**Data supplied:**
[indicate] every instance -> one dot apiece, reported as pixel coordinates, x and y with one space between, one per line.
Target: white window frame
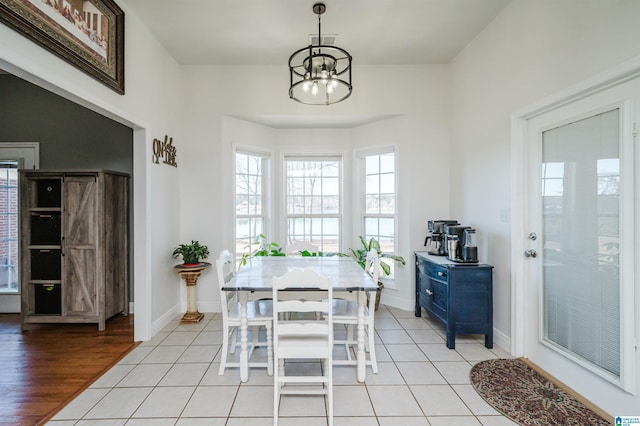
360 209
265 202
339 158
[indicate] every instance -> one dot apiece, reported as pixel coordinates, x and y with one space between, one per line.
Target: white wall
533 49
417 96
151 107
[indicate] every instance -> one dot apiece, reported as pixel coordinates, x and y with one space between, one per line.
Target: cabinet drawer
438 272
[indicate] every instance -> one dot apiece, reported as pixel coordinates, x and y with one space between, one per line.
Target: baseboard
165 319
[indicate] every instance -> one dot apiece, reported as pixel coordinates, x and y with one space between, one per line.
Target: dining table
255 280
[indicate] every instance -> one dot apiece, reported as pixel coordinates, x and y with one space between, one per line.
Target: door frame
520 192
11 302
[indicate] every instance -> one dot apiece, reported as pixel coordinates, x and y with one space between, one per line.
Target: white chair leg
234 338
269 352
372 349
225 349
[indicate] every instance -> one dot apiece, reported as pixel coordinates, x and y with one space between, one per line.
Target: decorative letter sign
165 150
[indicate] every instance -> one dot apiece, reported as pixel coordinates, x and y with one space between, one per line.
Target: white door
13 156
579 243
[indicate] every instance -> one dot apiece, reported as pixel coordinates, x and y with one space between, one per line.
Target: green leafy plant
360 255
264 248
191 253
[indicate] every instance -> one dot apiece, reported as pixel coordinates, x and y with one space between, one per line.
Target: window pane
379 199
387 163
314 202
249 199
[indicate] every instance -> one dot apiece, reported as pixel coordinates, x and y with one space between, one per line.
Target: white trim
141 186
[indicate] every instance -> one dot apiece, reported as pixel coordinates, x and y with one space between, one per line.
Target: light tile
474 352
164 355
137 355
300 406
388 374
165 402
420 373
205 421
394 337
355 421
180 338
119 403
406 352
496 421
440 352
474 401
455 373
393 401
173 380
439 400
144 375
453 421
184 374
157 339
231 376
403 421
351 401
204 353
208 338
386 324
427 335
414 324
253 401
151 422
113 376
210 401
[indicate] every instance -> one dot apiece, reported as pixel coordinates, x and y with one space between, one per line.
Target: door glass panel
581 229
8 226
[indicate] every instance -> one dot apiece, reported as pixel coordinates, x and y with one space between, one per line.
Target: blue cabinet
460 296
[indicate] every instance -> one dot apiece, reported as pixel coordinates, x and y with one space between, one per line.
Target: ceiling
267 32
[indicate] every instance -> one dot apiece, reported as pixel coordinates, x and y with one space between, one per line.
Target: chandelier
320 74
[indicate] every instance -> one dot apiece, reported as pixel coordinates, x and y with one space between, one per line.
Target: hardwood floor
46 366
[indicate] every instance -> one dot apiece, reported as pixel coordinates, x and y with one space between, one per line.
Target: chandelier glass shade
320 74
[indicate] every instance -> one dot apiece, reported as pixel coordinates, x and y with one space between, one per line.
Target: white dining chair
346 312
303 336
259 314
295 248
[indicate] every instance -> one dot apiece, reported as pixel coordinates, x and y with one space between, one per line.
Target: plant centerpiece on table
360 255
191 253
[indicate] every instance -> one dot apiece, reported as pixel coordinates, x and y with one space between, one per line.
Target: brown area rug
519 392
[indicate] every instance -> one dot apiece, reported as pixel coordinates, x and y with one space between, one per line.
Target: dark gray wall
70 136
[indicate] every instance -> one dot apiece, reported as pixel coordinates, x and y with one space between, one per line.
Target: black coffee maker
460 244
435 240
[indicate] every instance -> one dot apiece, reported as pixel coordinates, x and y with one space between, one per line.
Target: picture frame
88 34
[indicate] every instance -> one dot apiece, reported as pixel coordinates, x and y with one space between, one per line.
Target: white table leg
244 350
362 357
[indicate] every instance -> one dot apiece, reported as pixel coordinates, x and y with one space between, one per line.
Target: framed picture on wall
86 33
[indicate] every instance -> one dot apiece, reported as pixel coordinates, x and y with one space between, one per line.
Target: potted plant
191 253
360 255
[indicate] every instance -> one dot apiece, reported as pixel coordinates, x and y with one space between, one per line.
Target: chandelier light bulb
317 64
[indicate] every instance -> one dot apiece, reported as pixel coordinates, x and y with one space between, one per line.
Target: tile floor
173 380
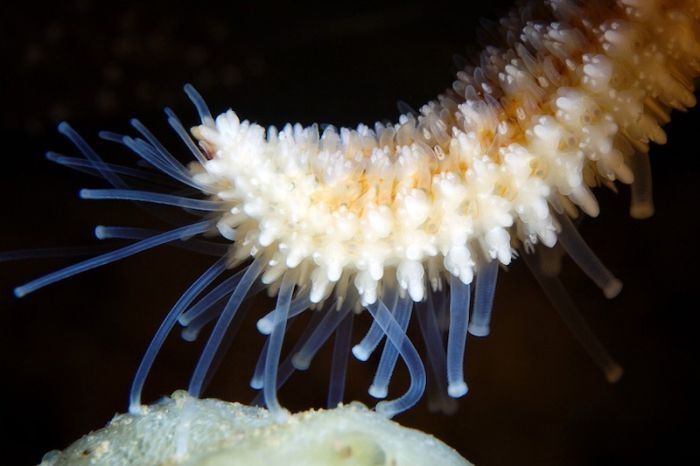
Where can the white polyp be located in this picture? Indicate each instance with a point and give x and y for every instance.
(473, 173)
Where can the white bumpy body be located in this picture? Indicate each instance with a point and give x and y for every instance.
(561, 107)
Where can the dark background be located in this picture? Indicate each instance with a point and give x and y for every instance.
(69, 351)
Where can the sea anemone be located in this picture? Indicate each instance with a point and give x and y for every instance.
(396, 216)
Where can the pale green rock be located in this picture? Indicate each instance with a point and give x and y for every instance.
(186, 431)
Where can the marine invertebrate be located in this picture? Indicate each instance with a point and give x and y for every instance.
(465, 240)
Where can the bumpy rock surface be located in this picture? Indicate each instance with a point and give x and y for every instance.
(186, 431)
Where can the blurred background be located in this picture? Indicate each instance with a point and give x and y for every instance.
(69, 351)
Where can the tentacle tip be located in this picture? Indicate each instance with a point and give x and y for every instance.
(300, 363)
(280, 415)
(360, 353)
(641, 211)
(613, 288)
(377, 392)
(614, 373)
(256, 383)
(136, 408)
(189, 335)
(386, 409)
(100, 232)
(457, 389)
(264, 326)
(479, 330)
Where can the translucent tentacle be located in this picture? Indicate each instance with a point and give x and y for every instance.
(410, 356)
(387, 362)
(586, 259)
(173, 235)
(222, 325)
(146, 196)
(339, 364)
(457, 337)
(166, 327)
(571, 316)
(274, 349)
(479, 325)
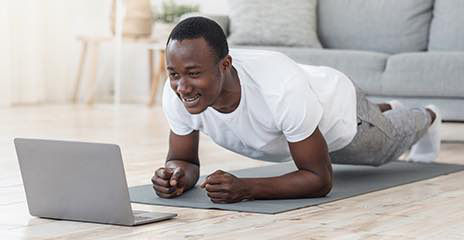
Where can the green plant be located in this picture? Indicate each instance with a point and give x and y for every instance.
(171, 11)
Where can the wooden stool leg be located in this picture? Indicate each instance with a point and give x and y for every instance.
(93, 80)
(80, 68)
(160, 73)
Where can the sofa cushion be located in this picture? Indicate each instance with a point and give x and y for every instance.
(364, 68)
(447, 28)
(431, 74)
(276, 23)
(390, 26)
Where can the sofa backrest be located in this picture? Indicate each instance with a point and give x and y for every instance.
(390, 26)
(447, 28)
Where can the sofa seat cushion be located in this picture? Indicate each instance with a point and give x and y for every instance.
(390, 26)
(364, 68)
(431, 74)
(447, 28)
(273, 23)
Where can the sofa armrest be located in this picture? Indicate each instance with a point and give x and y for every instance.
(222, 20)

**Work instruction:** Repeat everything in the entries above word for word, excluding the images.

**Response to this task:**
[indicate] every instance -> one dot apiece, reported as pixel coordinates, x and y with one space between, one per line.
Target: white window frame
360 209
265 202
339 158
[indicate] every instance -> one dot apiece, reported as pixel coordinates, x and y with one space between, one per line.
Target: white wall
533 49
417 96
151 107
[indicate] every instance -> one dot apiece, reported as pixel coordinates, x and y with one space between, one per line.
Target: cabinet drawer
438 272
[indicate] every instance -> one dot apiece, reported as pixel coordinates, x and y with one space between, one per line.
Target: baseboard
165 319
[indicate] every instance -> one dot apiece, reported as pixel coordinates, x and y with one space between, one per line.
Target: dining table
255 280
[indicate] every instance -> one dot apiece, reported as pixel coordinates, x and y with one space between, one per line.
Target: door frame
520 192
11 302
[indicate] every instance -> one dot apiece, reported as pixel coordinates, x and y with one space between, one per line.
Target: white chair leg
234 338
269 352
372 349
225 349
[indicate] every instance -> one dot apiece, reported as pixel coordinates, x and y with one space between, one per line.
Target: decorative letter sign
165 150
[indicate] every instance -> one dot apiece, reported as pixel coordinates, x and y with one space between, one per line.
Target: white door
13 156
579 243
[indicate] every instance -> one dot apiece, reported as pixel coordinates, x and y with one space between, one per line.
Target: green leafy plant
360 255
264 248
191 253
[indicate] every instance -> one dot apiece, reported as pixel coordinates, x and y with one space between, one per line.
Target: window pane
379 199
387 163
314 202
249 199
[indicate] every instance -> one dot apiece, reported as pixel coordinates, x and y with one space between, one per line.
Target: white trim
141 186
[indicate] every instance -> one dot apiece, reported as pixel coordinates, x and y with one space between, one per line.
Target: light tile
474 352
164 355
137 355
300 406
388 374
165 402
420 373
205 421
394 337
355 421
180 338
119 403
406 352
496 421
440 352
474 401
455 373
393 401
173 380
439 400
144 375
453 421
184 374
157 339
231 376
403 421
351 401
204 353
208 338
386 324
427 335
414 324
253 401
151 422
113 376
210 401
[indicate] every instance -> one dot apiece, reported as pixel coordinates, x and y with one space between, one per line.
Target: door glass panel
581 229
8 226
[indicate] every instance -> one dot apiece, reported as pixel coordinates, x and y with one space between, one per line.
Target: blue cabinet
460 296
[indicate] every instance -> one dot apiece, reported as pixel coordinates, x and y with one space between, one per line.
Target: ceiling
267 32
[indicate] every instance -> one dot apiece, reported as pixel coordinates, x and y with one space between, one per line.
Target: chandelier
320 74
[indicate] every instance -> one dot apiece, reported as pixel coordinates, x and y with one space between, one per line.
Target: hardwood floor
46 366
[indicate] every instance -> one dot apiece, reported as pixel coordinates, x and y with one space between, one per line.
Target: chandelier glass shade
320 74
[indicate] every instance -> one dot apiece, reported as pixel coordinates, x and y with one space between, one per line.
Target: white dining chair
346 312
303 336
259 314
295 248
[indicate] every instance -> one dot apiece, reported as pixel coordinates, x and y with one space between, one per line.
Target: plant centerpiece on table
360 255
191 253
[indicate] every instance -> one dot apiece, reported as pixel coordinates, x and y with one space between, one per line.
Target: brown area rug
519 392
[indicate] every instance -> one dot apiece, reported as pixel coordinates, x and y with one space between, one per line.
Target: dark gray wall
70 136
[indicate] every instance -> one dot apiece, reported as pixel coordinates, x and y with one space between, one per line.
Target: black coffee maker
460 244
435 240
[indicate] every instance -> one dot apiece, reported as pixel coordinates, x and y with one space between, one per line.
Target: picture frame
88 34
[indicate] every instance -> one dot apiece, reported as pixel coordinates, x and y with one space between, one per line.
Target: white table leg
244 350
362 357
[indicate] every instance -> one dot apiece, reported as pixel coordinates, x and y with one space between, one per line.
Target: framed picture on wall
86 33
[indicate] every instance -> one dot apiece, reported as pixel coordinates, x and y with one space between, one per line.
Target: potted plant
191 253
360 255
[indicate] every instance -> one dot apiece, reported as pixel coordinates, x and y with one space between, one per line.
Target: chandelier light bulb
317 64
[indicate] every instance -> one dot apiece, reported as pixel coordinates, x and y with one space between, one per line.
Target: tile floor
173 380
Where can the white polyp be located in this picture? Indicate each instance with a point and give x and y for every instance.
(473, 173)
Where can the white bumpy body be located in this picture? Indicate each instance with a point and give x and y for every instance.
(561, 107)
Where can the dark background be located in this picture? Indicate each instance with a point and give x and y for every instance.
(69, 351)
Where can the sea anemone be located in this picture? Indicate each instance with a point and give x and y for every instance.
(396, 216)
Where can the pale green rock be located in this picture? Indicate each instance with a point and give x and y for every instance.
(186, 431)
Where can the marine invertebrate be located in this picture? Indicate each instance with a point and give x and y for every instance.
(465, 240)
Where can the bumpy rock surface be located in this picture? Indicate each instance with a point and give x and y for every instance.
(186, 431)
Where can the blurred background be located in this picture? Indicate each instance with a point and give x and y for every instance.
(69, 351)
Where can the tentacle tip be located in this picture? Indicate each instance with a point and give x and y for every instance.
(300, 363)
(280, 415)
(360, 353)
(641, 211)
(613, 288)
(377, 392)
(614, 373)
(256, 383)
(136, 408)
(189, 335)
(386, 409)
(100, 232)
(457, 389)
(264, 326)
(479, 330)
Where can the translucent tentacle be located in this picture? Indicate each instance with a point and give x and y for every instance.
(410, 356)
(387, 362)
(586, 259)
(173, 235)
(222, 325)
(146, 196)
(339, 364)
(457, 337)
(166, 327)
(571, 316)
(274, 349)
(479, 325)
Where can the green plant be located in this picture? Indicate each instance with a point and give x and y for every instance.
(171, 11)
Where can the wooden stool leg be located in this picture? Indicate each instance with a point and give x and y for every instance.
(93, 80)
(80, 68)
(160, 73)
Where can the sofa cushion be located in this picture? Indicate each instance with a point and give x and y for every instance.
(364, 68)
(447, 28)
(431, 74)
(276, 23)
(390, 26)
Where can the sofa backrest be located in this picture? Indicate each instance with a point and give x and y for every instance.
(390, 26)
(447, 28)
Where can the sofa seat cushion be located in this picture? Indicate each instance with a point and give x and y for every instance.
(390, 26)
(364, 68)
(431, 74)
(447, 28)
(273, 23)
Where can the sofa armrest be located in this picture? Indicate each instance with a point and give x and y for every instance.
(222, 20)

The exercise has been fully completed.